Page excerpt
Re: Restricting Postgres

From
"Matt Clark"
Date:
> Correct the 75% of all hits are on a script that can take
> anywhere from
> a few seconds to a half an hour to complete.    The script
> essentially
> auto-flushes to the browser so they get new information as it arrives
> creating the illusion of on demand generation.

This is more like a streaming data server, which is a very different beast
from a webserver, and probably better suited to the job.  Usually either
multithreaded or single-process using select() (just like Squid).  You could
probably build one pretty easily.  Using a 30MB Apache process to serve one
client for half an hour seems like a hell of a waste of RAM.

> A squid proxy would probably cause severe problems when
> dealing with a
> script that does not complete output for a variable rate of time.

No, it's fine, squid gives it to the client as it gets it, but can receive
from the server faster.

Information supplied
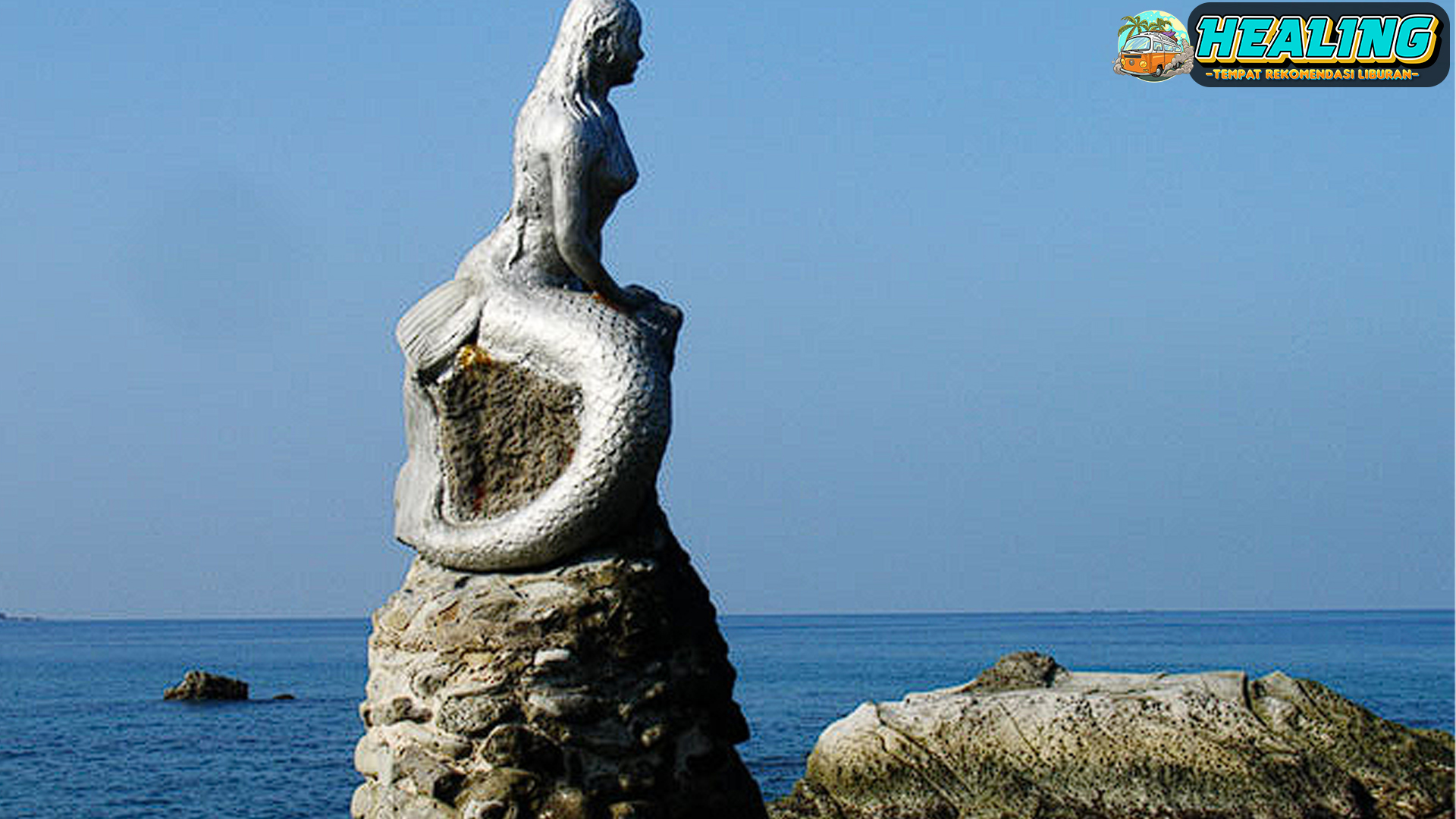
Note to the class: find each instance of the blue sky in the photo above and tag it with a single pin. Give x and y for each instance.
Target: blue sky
(973, 322)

Required tasks
[a] In the forum post, how much memory does the reply say the Apache process uses when serving one client for half an hour?
[b] List every piece of software the forum post names.
[c] For each statement, say whether it agrees with the forum post, and quote the words that decide it.
(i) Most hits go to one script.
(ii) The reply says Squid holds back output until the script finishes.
(iii) The reply says a streaming data server would be hard to build.

Task results
[a] 30MB

[b] Postgres, Squid, Apache

[c]
(i) Yes: "the 75% of all hits are on a script"
(ii) No: "squid gives it to the client as it gets it"
(iii) No: "You could probably build one pretty easily."